━━ Material for the task ━━

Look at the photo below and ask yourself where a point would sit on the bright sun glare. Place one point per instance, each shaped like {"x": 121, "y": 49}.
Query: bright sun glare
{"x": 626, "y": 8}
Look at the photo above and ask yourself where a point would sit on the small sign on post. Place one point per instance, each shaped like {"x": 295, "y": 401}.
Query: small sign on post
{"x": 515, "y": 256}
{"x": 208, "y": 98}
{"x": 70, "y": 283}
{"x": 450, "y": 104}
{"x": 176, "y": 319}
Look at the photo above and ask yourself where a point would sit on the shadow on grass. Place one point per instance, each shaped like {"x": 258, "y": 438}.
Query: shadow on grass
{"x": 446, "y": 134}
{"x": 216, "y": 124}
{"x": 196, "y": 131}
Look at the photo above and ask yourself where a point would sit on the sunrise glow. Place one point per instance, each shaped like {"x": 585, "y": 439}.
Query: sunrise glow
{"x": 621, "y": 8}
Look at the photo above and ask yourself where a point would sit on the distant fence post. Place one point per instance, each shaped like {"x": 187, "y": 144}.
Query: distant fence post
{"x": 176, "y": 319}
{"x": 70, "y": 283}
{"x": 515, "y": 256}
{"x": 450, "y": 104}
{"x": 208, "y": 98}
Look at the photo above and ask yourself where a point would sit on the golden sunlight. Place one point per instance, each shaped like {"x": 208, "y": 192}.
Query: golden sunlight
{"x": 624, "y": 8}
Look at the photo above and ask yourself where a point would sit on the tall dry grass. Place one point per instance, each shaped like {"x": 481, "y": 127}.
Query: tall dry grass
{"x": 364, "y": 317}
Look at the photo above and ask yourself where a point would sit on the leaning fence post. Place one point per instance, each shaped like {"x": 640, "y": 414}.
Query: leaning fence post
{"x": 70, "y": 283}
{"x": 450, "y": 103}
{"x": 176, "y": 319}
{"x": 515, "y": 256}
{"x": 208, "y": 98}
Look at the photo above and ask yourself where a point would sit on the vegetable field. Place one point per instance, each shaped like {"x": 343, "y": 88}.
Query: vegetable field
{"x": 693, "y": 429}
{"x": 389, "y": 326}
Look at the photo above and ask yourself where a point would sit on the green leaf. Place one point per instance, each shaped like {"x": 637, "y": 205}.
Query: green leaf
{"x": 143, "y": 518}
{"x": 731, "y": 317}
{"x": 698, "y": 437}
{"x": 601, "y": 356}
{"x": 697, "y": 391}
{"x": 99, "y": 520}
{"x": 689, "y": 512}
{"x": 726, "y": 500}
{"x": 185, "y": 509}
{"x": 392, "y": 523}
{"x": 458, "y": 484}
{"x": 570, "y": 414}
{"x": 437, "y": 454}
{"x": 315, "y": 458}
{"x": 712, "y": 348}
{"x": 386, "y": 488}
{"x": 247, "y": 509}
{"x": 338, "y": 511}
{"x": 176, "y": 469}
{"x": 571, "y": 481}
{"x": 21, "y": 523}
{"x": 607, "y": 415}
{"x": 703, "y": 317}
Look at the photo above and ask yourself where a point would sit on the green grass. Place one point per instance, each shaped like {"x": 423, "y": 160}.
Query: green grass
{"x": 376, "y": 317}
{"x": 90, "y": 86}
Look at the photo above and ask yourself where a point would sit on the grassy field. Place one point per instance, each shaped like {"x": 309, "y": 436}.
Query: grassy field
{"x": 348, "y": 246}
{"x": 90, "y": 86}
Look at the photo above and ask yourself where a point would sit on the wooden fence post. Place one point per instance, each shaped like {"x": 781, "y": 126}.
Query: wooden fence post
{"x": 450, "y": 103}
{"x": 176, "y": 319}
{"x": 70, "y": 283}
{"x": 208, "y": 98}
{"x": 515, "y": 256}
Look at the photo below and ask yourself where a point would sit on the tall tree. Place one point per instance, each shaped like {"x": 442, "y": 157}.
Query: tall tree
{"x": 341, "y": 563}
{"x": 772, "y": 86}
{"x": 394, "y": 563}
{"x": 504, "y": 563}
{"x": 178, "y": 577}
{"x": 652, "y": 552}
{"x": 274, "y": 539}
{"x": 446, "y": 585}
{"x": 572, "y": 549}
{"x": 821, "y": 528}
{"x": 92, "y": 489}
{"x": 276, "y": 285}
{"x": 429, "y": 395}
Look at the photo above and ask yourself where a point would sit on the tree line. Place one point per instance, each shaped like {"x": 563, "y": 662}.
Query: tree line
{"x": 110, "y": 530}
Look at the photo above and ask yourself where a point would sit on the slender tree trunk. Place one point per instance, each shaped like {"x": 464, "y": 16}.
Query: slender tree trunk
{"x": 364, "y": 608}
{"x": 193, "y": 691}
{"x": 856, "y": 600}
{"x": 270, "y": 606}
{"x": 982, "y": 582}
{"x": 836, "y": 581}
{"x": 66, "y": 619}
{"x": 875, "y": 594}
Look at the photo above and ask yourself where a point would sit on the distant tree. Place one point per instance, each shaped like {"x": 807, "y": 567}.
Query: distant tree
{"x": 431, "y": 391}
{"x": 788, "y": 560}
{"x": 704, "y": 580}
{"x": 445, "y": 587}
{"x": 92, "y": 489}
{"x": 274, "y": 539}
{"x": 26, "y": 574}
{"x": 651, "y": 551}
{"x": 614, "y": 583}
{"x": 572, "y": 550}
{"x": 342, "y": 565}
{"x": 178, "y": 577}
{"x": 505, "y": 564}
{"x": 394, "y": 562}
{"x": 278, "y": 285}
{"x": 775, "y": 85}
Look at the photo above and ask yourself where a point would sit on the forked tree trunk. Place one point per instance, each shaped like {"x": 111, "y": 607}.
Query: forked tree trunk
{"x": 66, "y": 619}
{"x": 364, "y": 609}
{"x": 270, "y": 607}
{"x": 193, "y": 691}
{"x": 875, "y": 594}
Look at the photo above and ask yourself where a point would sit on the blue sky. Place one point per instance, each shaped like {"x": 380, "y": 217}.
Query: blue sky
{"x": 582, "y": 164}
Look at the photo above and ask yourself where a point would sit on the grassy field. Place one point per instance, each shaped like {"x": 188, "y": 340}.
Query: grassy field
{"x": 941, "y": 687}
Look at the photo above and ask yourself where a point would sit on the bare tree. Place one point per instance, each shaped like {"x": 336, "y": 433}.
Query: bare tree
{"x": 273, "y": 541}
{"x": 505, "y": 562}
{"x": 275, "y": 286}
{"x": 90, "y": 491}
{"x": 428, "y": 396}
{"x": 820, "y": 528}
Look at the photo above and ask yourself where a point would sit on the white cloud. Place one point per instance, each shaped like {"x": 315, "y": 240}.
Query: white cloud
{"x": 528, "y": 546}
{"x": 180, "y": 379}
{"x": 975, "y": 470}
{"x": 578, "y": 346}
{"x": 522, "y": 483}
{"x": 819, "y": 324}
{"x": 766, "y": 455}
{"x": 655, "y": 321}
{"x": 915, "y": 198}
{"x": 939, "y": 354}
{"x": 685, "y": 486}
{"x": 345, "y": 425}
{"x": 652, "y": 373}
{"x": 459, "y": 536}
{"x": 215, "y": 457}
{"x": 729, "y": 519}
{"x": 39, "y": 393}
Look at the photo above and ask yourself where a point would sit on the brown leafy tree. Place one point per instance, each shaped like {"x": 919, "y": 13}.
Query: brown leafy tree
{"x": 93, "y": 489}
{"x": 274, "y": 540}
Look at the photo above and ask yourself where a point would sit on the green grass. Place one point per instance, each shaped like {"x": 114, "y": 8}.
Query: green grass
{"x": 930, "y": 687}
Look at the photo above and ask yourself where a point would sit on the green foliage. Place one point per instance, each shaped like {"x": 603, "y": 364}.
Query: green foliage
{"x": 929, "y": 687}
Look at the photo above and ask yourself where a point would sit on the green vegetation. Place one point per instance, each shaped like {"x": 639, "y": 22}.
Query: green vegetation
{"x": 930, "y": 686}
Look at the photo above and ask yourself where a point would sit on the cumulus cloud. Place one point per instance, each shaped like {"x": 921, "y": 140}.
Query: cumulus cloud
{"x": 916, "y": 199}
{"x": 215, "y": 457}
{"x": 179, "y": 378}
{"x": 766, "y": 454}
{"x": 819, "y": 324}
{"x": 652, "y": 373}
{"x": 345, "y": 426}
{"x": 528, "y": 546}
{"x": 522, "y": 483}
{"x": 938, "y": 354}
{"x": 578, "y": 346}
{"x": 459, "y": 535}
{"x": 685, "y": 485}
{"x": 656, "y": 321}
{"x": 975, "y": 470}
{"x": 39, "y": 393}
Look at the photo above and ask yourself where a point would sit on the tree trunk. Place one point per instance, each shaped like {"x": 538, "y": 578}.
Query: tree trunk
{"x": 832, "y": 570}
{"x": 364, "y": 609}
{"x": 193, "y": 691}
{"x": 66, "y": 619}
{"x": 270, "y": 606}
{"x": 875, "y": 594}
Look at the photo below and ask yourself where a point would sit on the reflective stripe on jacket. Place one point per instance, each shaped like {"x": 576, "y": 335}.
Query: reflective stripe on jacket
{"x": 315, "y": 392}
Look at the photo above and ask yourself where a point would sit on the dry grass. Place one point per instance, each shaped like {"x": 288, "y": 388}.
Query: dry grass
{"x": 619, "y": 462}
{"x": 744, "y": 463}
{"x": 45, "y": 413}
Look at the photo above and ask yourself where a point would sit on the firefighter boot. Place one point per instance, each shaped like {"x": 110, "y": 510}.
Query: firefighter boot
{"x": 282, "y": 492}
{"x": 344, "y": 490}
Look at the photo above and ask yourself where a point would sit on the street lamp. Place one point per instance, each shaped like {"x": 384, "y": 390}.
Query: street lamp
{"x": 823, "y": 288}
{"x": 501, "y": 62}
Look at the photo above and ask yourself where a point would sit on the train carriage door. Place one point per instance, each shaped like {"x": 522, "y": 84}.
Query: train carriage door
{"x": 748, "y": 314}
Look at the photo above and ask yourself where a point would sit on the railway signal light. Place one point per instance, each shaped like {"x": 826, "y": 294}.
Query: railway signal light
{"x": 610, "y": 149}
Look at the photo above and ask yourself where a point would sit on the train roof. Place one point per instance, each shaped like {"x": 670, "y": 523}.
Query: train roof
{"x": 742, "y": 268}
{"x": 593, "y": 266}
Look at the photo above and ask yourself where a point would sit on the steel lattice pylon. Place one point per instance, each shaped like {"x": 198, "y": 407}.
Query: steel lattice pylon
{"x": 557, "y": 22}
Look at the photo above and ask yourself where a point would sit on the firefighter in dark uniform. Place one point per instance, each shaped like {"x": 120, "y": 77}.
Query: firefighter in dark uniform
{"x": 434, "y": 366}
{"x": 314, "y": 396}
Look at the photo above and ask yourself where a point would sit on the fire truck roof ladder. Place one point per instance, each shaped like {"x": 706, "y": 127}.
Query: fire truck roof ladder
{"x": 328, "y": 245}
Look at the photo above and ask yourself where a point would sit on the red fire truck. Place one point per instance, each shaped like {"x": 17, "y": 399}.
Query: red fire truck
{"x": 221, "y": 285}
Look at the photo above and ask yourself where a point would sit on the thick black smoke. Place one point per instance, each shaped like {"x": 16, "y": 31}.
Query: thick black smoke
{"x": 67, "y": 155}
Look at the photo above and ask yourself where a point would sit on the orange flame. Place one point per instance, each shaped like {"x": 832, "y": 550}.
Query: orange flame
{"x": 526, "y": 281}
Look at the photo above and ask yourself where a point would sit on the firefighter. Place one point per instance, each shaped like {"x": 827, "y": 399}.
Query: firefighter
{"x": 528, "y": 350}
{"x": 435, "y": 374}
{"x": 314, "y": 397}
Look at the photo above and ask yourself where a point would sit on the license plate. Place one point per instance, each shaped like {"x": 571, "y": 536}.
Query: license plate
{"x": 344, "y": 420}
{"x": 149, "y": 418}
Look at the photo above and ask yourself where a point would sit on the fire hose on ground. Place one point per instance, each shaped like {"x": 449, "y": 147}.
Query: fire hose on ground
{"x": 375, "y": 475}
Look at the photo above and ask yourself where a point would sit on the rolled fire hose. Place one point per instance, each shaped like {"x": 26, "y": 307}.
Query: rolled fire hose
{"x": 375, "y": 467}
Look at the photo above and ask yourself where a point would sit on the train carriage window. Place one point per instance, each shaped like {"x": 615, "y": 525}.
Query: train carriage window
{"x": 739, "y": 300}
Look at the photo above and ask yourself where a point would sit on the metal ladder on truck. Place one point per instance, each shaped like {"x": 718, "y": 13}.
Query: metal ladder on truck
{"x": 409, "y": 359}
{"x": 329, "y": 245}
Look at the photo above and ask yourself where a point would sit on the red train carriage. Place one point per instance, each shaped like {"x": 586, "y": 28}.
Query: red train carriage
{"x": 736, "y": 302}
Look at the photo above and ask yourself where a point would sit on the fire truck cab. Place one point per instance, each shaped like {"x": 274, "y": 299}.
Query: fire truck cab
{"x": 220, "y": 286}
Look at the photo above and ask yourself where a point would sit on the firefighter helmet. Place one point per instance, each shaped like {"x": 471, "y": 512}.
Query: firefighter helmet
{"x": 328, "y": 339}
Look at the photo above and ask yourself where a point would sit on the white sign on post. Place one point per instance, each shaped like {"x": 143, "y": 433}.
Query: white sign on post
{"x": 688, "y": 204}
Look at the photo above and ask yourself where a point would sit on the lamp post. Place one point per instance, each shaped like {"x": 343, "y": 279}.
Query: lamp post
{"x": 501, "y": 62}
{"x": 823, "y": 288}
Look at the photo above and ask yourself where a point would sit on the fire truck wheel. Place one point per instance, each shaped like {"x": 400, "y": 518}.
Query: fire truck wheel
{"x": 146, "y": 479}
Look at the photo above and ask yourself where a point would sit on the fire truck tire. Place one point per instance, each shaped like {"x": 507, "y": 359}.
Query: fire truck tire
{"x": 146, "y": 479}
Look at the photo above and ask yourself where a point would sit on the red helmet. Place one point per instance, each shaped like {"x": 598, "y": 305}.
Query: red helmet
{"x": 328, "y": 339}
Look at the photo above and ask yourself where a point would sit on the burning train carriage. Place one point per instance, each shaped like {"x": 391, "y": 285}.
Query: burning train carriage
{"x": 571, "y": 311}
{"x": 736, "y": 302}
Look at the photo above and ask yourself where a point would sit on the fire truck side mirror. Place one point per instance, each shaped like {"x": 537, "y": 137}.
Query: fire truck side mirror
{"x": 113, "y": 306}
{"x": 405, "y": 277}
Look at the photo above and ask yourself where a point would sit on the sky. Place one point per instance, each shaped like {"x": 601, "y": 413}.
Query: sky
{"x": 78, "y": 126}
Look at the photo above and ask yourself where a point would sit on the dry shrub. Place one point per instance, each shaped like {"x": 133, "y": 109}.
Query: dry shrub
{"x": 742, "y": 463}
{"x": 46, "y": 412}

━━━

Short task
Using the material above, reproduce exactly the line that contains "the red helmet." and all lines after it through the last one, and only those.

Answer to the problem
Look at the photo above and ask yourself where a point would sit on the red helmet. Place one point per instance, each shaped like {"x": 598, "y": 305}.
Query: red helmet
{"x": 328, "y": 339}
Look at the photo above and ask yourself where a point would sit on the burning train carriage. Place one point per instance, each shaped like {"x": 391, "y": 285}.
Query: burning train carriage
{"x": 571, "y": 311}
{"x": 736, "y": 302}
Look at the photo above and ask yourself where a point would sit on the fire truck side mirror. Place one point per instance, each shaped like {"x": 537, "y": 137}.
Query: fire truck side mirror
{"x": 113, "y": 306}
{"x": 405, "y": 277}
Look at the photo above and ask yourself where a point would sit on the sky. Place one point per instance, each shaped like {"x": 601, "y": 413}.
Query: sky
{"x": 78, "y": 126}
Look at the photo above and ask yourself where a point would sit on the dry shrub. Place one point per instance, each shaped like {"x": 133, "y": 109}.
Query: dry shrub
{"x": 742, "y": 463}
{"x": 46, "y": 412}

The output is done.